■ PROBLEM STATEMENT
Give the entries again in full. Nothing may be altered.

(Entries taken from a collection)
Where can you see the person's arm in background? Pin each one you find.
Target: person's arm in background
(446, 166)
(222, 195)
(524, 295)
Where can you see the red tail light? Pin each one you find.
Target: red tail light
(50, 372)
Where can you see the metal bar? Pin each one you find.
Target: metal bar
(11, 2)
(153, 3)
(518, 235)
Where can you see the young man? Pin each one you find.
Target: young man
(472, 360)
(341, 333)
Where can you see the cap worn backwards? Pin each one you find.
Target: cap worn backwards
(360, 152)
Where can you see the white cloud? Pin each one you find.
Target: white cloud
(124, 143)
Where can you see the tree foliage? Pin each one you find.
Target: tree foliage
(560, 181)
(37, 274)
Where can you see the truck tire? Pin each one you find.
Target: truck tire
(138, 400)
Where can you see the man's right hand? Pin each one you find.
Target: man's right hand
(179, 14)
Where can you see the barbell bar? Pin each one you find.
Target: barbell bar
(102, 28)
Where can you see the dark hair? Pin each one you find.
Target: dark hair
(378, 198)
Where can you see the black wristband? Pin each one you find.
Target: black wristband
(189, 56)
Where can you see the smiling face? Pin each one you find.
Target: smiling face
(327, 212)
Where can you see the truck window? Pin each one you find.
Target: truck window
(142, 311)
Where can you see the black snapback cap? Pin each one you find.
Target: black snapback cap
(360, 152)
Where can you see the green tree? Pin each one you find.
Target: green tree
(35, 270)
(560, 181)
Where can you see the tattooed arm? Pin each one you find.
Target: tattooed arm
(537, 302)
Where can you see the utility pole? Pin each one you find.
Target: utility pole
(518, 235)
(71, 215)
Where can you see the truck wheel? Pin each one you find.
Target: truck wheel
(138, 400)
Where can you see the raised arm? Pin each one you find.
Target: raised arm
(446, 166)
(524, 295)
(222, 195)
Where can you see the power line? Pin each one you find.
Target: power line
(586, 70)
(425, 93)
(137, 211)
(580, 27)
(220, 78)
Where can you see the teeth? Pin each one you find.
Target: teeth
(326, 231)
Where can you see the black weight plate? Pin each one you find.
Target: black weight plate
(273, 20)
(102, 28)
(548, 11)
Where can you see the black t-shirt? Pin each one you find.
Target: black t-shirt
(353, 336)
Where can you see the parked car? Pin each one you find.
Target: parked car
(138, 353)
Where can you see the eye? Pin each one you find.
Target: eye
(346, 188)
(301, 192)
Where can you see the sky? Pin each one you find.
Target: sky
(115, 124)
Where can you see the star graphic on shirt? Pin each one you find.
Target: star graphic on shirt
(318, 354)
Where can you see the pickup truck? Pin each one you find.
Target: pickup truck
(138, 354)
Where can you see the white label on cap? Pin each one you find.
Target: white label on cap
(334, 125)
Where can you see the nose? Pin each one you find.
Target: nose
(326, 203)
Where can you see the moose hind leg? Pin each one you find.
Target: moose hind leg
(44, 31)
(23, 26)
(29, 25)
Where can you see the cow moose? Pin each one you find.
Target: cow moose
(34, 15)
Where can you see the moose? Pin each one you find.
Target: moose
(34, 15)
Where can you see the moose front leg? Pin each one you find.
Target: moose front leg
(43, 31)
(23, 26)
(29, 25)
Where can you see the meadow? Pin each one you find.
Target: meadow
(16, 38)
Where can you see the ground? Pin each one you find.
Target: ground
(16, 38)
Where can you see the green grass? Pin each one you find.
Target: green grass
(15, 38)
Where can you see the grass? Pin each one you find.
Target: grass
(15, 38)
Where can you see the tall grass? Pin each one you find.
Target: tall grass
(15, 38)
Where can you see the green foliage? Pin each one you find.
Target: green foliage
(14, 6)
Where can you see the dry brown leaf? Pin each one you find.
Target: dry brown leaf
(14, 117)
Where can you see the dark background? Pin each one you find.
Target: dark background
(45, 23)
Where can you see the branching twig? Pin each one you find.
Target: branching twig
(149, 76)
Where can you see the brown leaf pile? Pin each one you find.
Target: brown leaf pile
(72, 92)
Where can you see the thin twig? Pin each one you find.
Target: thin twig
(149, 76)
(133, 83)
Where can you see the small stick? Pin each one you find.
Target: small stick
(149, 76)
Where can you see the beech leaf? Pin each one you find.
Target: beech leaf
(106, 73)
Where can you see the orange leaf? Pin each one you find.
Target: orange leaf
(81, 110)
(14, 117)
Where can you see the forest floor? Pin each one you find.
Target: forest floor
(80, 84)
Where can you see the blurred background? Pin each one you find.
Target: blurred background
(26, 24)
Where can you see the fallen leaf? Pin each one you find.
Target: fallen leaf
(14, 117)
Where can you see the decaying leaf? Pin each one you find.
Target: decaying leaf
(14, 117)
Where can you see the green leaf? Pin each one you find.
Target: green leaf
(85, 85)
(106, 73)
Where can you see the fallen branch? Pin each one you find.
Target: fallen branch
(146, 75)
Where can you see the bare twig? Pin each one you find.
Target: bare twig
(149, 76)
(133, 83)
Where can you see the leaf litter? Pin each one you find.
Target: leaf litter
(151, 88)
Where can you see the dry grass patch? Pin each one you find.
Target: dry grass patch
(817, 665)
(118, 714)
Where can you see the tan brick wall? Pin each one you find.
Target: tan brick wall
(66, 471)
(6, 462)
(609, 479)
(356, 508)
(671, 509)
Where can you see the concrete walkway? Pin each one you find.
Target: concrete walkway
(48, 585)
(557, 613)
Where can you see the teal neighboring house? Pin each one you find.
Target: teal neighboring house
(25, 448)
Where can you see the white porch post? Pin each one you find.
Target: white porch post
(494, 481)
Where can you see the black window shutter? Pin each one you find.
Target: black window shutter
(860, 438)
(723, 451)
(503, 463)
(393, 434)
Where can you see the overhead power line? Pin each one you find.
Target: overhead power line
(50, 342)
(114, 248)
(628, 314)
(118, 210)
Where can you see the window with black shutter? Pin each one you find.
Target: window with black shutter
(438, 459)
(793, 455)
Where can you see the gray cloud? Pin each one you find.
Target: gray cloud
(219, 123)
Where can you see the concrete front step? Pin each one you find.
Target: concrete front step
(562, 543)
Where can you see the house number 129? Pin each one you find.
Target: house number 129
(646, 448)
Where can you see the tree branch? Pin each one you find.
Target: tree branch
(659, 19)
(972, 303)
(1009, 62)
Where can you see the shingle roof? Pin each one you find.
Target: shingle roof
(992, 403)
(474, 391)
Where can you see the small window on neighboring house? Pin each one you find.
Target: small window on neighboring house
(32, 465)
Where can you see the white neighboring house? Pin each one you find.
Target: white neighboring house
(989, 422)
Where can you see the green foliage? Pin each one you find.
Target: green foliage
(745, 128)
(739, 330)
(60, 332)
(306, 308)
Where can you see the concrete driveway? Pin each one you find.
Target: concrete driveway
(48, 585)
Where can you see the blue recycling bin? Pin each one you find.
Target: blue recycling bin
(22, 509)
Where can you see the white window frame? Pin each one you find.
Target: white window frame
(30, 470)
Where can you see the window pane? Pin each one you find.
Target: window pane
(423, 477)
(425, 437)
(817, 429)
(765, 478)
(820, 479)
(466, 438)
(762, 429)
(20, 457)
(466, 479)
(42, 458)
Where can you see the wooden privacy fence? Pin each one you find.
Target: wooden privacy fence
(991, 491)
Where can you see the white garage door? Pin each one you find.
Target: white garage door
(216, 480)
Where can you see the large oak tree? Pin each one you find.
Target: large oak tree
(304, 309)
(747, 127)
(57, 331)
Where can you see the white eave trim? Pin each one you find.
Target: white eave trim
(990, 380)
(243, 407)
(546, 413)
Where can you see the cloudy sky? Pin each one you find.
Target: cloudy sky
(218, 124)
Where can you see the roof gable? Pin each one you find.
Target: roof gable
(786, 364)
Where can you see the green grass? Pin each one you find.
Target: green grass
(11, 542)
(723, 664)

■ ANSWER AREA
Where can you see the person's arm in background? Pin each one you find.
Target: person's arm in background
(446, 166)
(222, 195)
(524, 295)
Where can you see the red tail light? Pin each one you find.
Target: red tail light
(50, 372)
Where can you see the metal bar? Pin each one you find.
Target: metal bar
(11, 2)
(153, 3)
(518, 235)
Where can you see the young man? Pin each one you find.
Target: young man
(472, 360)
(341, 333)
Where can you see the cap worn backwards? Pin each one you find.
Target: cap worn backwards
(360, 152)
Where can you see the white cloud? Pin each one you find.
Target: white cloud
(124, 143)
Where can you see the tree foliage? Pin each one you find.
Target: tree foliage
(560, 181)
(37, 274)
Where can you see the truck tire? Pin each one you find.
Target: truck tire
(138, 400)
Where can you see the man's right hand? Pin each one you find.
Target: man's right hand
(179, 14)
Where can you see the barbell bar? Pin each one you find.
Target: barbell bar
(102, 28)
Where can you see the dark hair? Pin each one you find.
Target: dark hair
(378, 198)
Where can you see the black wristband? Pin each one you find.
Target: black wristband
(189, 56)
Where can you see the smiling face? Pin each one you find.
Target: smiling face
(327, 212)
Where can you see the truck window? Pin each one you find.
Target: truck window
(142, 311)
Where can you see the black snapback cap? Pin each one you find.
Target: black snapback cap
(360, 152)
Where can you see the green tree? Pin each one you find.
Target: green tree
(35, 270)
(560, 181)
Where can you see the tattooed arm? Pin each one you find.
Target: tattooed arm
(537, 302)
Where can you see the utility pole? Pin each one you find.
Target: utility pole
(518, 235)
(71, 215)
Where can you see the truck wheel? Pin each one you find.
Target: truck wheel
(138, 400)
Where can you see the raised arm? Pin each one you find.
Target: raised arm
(446, 166)
(524, 295)
(222, 195)
Where can you see the power line? Pin each one you find.
Target: power line
(586, 70)
(425, 93)
(137, 211)
(580, 27)
(220, 78)
Where can you see the teeth? Pin each one you find.
Target: teeth
(326, 231)
Where can you see the black weight plate? Pin each one you find.
Target: black weight plate
(273, 20)
(102, 28)
(548, 11)
Where can you see the black t-shirt? Pin each one you find.
Target: black t-shirt
(353, 336)
Where can you see the parked car? Pin each one you find.
Target: parked car
(138, 353)
Where can you see the eye? Pin each one you find.
Target: eye
(346, 188)
(301, 192)
Where can you see the sky? Pin each one you find.
Target: sky
(115, 124)
Where can you see the star graphic on shirt? Pin each one you find.
Target: star graphic on shirt
(318, 354)
Where can you see the pickup truck? Pin each one you find.
Target: pickup truck
(138, 354)
Where can you see the white label on cap? Pin each one you find.
Target: white label on cap
(334, 125)
Where can you see the nose? Pin each one you find.
Target: nose
(326, 203)
Where can you see the moose hind leg? Pin each one you find.
Target: moose hind leg
(44, 31)
(23, 26)
(29, 25)
Where can you see the cow moose? Pin each one you find.
Target: cow moose
(34, 15)
Where can you see the moose? Pin each one you find.
Target: moose
(34, 15)
Where can you see the moose front leg? Pin each one you find.
Target: moose front leg
(43, 31)
(23, 26)
(29, 25)
Where can you see the meadow? Pin each one you find.
Target: meadow
(16, 38)
Where can you see the ground? Pin each one you find.
Target: ground
(16, 38)
Where can you see the green grass? Pin each one you find.
Target: green grass
(15, 38)
Where can you see the grass? Pin each one you find.
Target: grass
(15, 38)
Where can you see the tall grass? Pin each one you find.
Target: tall grass
(15, 38)
Where can you see the green foliage? Pin each one you find.
Target: green foliage
(14, 6)
Where can you see the dry brown leaf? Pin each one you find.
Target: dry brown leaf
(14, 117)
Where can you see the dark background? Pin each one you find.
Target: dark background
(45, 23)
Where can you see the branching twig? Pin each one you find.
Target: branching twig
(149, 76)
Where can you see the brown leaf pile? Pin each one you find.
Target: brown leaf pile
(72, 92)
Where can you see the thin twig? Pin each one you find.
Target: thin twig
(149, 76)
(133, 83)
Where can you see the small stick? Pin each one you find.
Target: small stick
(149, 76)
Where can you see the beech leaf? Pin each one you find.
Target: beech leaf
(106, 73)
Where can you see the orange leaf? Pin each one you find.
Target: orange leaf
(81, 110)
(14, 117)
Where can you see the forest floor? Pin each one you find.
Target: forest floor
(80, 84)
Where can you see the blurred background? Pin each one you find.
Target: blurred background
(26, 24)
Where can you see the fallen leaf? Pin each one you find.
Target: fallen leaf
(14, 117)
Where can you see the decaying leaf? Pin each one you find.
Target: decaying leaf
(14, 117)
Where can you see the green leaf? Pin each one you find.
Target: green leaf
(85, 85)
(106, 73)
Where can you see the fallen branch? Pin each one you find.
Target: fallen branch
(146, 75)
Where can you see the bare twig? Pin each one you find.
Target: bare twig
(149, 76)
(133, 83)
Where can you see the leaf litter? Pin each one you find.
Target: leaf litter
(151, 88)
Where can you see the dry grass patch? Pin each one you find.
Target: dry grass patch
(817, 665)
(118, 714)
Where can you see the tan brick wall? Pin each one you find.
Target: tan brick wall
(66, 471)
(6, 462)
(609, 479)
(356, 508)
(671, 509)
Where can you see the concrete walkway? Pin each one you find.
Target: concrete walkway
(48, 585)
(557, 613)
Where can you see the teal neighboring house? Pin each one you find.
Target: teal neighboring house
(25, 448)
Where can you see the white porch post? Pin each one you find.
Target: white porch post
(494, 481)
Where can you see the black window shutter? Pin each one you find.
Target: black window shutter
(860, 438)
(723, 451)
(503, 463)
(393, 434)
Where can you see the overhead power line? Pin each one you find.
Target: overhead power line
(50, 342)
(114, 248)
(628, 314)
(118, 210)
Where can you see the window with black shutter? Pin each one you find.
Target: window with black shutter
(438, 459)
(793, 455)
Where can you see the gray cloud? Pin each one you find.
Target: gray cloud
(219, 123)
Where can you see the concrete front step? Pin each one you find.
Target: concrete front step
(562, 543)
Where can you see the house number 129? Pin each one you find.
Target: house number 129
(646, 448)
Where can you see the tree branch? Pin each one you find.
Target: tree branch
(659, 19)
(972, 303)
(1009, 62)
Where can you see the shingle roof? Pin each one you find.
Target: shingle roof
(992, 403)
(474, 391)
Where can you see the small window on neighboring house? Pin each one you find.
Target: small window on neighboring house
(32, 465)
Where can you see the white neighboring house? Pin each one you find.
Target: white neighboring house
(989, 422)
Where can you see the green foliage? Pin each one you find.
Target: green foliage
(745, 128)
(739, 330)
(60, 332)
(306, 308)
Where can you see the concrete driveway? Pin each one you find.
Target: concrete driveway
(48, 585)
Where can you see the blue recycling bin? Pin each one you find.
Target: blue recycling bin
(22, 509)
Where can you see the white window frame? Pin each one you find.
Target: white window frame
(30, 470)
Where can you see the window pane? Pin each one you find.
Target: window pane
(423, 477)
(425, 437)
(817, 429)
(765, 478)
(820, 479)
(466, 438)
(762, 429)
(20, 457)
(466, 479)
(42, 458)
Where can you see the wooden privacy fence? Pin each one you find.
Target: wooden privacy fence
(991, 491)
Where can you see the white garage door? Pin each one you find.
Target: white garage door
(216, 480)
Where can you see the large oak tree? Pin each one you find.
Target: large oak tree
(304, 309)
(747, 127)
(57, 331)
Where can you see the white eave trim? Pin each one you find.
Target: white eave trim
(990, 380)
(243, 407)
(546, 413)
Where can you see the cloudy sky? Pin each one you find.
Target: cloudy sky
(218, 124)
Where can you see the roof gable? Pin each one you find.
Target: roof gable
(786, 364)
Where can you see the green grass? Pin each one you find.
Target: green grass
(11, 542)
(723, 664)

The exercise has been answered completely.